### Listing

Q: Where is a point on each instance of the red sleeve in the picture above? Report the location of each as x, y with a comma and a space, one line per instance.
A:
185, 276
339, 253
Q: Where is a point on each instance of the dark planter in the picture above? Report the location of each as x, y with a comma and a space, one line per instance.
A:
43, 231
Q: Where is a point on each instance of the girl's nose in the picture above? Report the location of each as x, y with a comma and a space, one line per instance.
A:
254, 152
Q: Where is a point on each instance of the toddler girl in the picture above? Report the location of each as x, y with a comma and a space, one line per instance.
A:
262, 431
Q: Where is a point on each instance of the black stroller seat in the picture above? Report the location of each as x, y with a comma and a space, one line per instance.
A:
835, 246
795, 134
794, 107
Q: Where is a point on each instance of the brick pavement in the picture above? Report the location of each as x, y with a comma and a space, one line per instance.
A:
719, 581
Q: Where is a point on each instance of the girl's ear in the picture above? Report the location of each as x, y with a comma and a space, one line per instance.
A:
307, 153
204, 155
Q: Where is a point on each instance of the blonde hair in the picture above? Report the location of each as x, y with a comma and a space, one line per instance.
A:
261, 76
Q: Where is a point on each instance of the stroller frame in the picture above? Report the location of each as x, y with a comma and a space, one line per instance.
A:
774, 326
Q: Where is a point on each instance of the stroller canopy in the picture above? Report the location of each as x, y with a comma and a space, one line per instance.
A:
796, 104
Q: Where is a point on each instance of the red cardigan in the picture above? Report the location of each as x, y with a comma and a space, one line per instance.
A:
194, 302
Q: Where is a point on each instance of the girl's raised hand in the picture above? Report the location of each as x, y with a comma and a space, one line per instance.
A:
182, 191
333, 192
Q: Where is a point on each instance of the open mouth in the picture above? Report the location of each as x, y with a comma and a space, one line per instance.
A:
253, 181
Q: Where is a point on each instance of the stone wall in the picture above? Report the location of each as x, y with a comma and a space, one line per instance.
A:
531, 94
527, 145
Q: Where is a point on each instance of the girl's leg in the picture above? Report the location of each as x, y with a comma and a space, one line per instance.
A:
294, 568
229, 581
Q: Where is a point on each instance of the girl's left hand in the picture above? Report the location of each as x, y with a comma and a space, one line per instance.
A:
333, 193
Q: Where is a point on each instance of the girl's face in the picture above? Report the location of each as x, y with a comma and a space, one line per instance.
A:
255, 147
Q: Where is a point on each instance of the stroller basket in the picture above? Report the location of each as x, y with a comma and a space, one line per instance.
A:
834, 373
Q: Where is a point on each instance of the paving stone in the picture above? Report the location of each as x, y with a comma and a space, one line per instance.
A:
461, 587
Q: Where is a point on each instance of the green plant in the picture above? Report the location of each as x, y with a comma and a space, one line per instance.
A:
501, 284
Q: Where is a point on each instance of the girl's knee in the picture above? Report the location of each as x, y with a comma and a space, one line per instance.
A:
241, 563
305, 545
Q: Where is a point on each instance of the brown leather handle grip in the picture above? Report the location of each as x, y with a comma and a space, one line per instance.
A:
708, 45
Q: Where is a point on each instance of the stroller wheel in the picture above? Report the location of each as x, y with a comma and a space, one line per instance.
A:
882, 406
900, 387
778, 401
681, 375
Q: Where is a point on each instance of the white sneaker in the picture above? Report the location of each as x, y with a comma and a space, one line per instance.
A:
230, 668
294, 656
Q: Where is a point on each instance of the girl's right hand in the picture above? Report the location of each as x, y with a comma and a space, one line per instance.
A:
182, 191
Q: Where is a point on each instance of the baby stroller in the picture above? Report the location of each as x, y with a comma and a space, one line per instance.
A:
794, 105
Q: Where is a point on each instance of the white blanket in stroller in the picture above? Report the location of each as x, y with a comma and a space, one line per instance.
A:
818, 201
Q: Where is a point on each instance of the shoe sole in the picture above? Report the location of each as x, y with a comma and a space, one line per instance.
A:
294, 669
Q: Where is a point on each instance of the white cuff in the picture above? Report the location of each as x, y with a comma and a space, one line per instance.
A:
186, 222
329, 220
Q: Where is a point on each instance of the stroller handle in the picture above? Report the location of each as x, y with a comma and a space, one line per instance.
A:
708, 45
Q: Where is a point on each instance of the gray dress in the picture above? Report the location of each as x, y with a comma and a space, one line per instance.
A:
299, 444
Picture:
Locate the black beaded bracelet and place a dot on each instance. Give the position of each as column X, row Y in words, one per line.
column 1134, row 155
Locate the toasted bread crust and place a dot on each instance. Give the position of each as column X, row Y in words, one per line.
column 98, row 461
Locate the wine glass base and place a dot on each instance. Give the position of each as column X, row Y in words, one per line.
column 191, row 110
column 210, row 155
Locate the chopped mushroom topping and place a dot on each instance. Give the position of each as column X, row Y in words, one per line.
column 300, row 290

######

#### [Task]
Reproduce the lines from the one containing "Locate the wine" through the end of the items, keeping both ends and changing nothing.

#### [Task result]
Locate the wine glass base and place a dot on each instance. Give the position of each as column X, row Y in words, one per line.
column 191, row 110
column 210, row 155
Locate the chopped mushroom topping and place a dot on each instance. Give the position of each as column X, row Y in words, one per line.
column 300, row 290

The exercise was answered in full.